Problem details:
Change every "decoration" to "ornament" in the stretch from the start of the records through the line containing "98, 67, 119, 90", and give those lines again with nothing else altered.

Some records
>> START

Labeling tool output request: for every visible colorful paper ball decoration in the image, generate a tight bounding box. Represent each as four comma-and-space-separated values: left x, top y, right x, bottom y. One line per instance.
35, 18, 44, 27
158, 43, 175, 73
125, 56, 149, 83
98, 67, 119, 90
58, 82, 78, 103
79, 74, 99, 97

>> END

Correct output:
Labeling tool output request: for every visible colorful paper ball ornament in the image, generate a tight bounding box. Represent each as four comma-and-space-separated values: left x, top y, right x, bottom y. One line per instance.
35, 18, 44, 27
158, 43, 175, 73
125, 56, 149, 83
98, 67, 119, 90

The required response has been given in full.